Exercise brief.
Every line below that holds the string "from" must be copied.

[Start of Attachment]

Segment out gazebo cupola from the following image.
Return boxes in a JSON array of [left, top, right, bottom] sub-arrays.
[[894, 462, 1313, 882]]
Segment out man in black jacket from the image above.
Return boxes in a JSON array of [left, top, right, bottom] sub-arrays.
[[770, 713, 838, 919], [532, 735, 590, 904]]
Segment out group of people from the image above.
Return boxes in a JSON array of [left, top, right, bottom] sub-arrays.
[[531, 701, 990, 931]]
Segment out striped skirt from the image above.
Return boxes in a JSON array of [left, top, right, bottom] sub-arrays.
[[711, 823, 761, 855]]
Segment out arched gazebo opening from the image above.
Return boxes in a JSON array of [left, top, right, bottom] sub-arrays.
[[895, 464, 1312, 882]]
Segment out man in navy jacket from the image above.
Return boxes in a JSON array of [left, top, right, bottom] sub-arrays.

[End of Attachment]

Your solution.
Segment out gazebo cupola from the following image.
Segment out man in black jacket from the image above.
Segment out group of people from the image above.
Segment out striped skirt from the image above.
Segment out arched gazebo opening from the image above.
Segment out man in navy jacket from the image above.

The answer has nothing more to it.